TAAKOMSCHRIJVING: Vervang in de lijst hieronder overal "single line" door "one line" en geef alle regels verder ongewijzigd weer.
+++ VERMELDE ITEMS
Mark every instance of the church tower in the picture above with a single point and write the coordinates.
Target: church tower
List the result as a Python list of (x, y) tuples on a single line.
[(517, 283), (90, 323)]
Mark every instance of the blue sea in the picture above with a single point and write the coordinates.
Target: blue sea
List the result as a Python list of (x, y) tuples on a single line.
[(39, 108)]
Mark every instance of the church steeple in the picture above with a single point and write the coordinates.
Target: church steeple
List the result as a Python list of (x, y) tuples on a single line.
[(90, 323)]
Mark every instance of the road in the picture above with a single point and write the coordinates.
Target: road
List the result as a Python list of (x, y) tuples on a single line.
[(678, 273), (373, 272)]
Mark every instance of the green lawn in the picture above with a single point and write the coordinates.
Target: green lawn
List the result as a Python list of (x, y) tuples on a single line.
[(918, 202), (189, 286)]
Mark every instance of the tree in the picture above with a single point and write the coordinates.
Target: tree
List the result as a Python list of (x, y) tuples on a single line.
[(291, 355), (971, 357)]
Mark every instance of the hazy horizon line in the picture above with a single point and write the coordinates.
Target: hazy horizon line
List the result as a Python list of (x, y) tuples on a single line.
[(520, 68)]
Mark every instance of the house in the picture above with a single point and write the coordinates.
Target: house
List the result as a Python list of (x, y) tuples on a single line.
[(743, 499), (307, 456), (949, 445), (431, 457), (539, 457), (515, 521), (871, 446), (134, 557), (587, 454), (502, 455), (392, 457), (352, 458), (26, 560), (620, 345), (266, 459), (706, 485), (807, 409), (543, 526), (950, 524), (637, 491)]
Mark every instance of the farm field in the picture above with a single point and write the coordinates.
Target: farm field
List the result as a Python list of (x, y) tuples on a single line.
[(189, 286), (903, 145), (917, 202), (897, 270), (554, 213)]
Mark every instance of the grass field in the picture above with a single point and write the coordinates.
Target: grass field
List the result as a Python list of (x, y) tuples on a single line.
++++++
ANTWOORD OP TAAK:
Mark every instance of the church tower in the picture above with a single point and write the coordinates.
Target: church tower
List the result as a Python list of (x, y) tuples on a one line.
[(517, 283), (90, 323)]
Mark every instance of the blue sea in the picture above with a single point and write the coordinates.
Target: blue sea
List the result as a Python list of (x, y) tuples on a one line.
[(39, 108)]
Mark every instance of the church steeple in the picture above with a single point and write the coordinates.
Target: church steeple
List the result as a Python list of (x, y) tuples on a one line.
[(90, 323)]
Mark every instance of the road in the picture above with a single point and write the coordinates.
Target: road
List the result as a Python list of (x, y) tuples on a one line.
[(678, 273), (373, 272)]
Mark every instance of the green lawn in the picture above with a single point and write the coordinates.
Target: green lawn
List the result as a Python list of (x, y) tuples on a one line.
[(918, 202), (189, 286)]
Mark every instance of the tree in the picture above with a single point and write the coordinates.
Target: tree
List the result as a Python list of (x, y) tuples on a one line.
[(291, 355), (971, 357)]
Mark every instance of the hazy horizon line in the picture above with a single point and write the coordinates.
Target: hazy horizon line
List the result as a Python list of (x, y) tuples on a one line.
[(520, 68)]
Mark every instance of the house in the picture above with a single point and write the coordinates.
Target: house
List the result as a Python list of (x, y) tuples on a one line.
[(743, 499), (307, 456), (949, 445), (431, 457), (539, 457), (515, 521), (871, 446), (134, 557), (587, 454), (502, 455), (392, 457), (352, 458), (26, 560), (620, 345), (266, 459), (706, 485), (807, 409), (543, 526), (950, 524), (637, 491)]
Mark every instance of the farm field in the picture above with a single point and write the coordinates.
Target: farm field
List the result as a Python list of (x, y) tuples on a one line.
[(189, 286), (903, 145), (917, 202), (897, 270), (554, 213)]
Mark every instance of the grass field in the picture above with a single point and write the coordinates.
Target: grass field
List the result as a Python list of (x, y) tuples on a one line.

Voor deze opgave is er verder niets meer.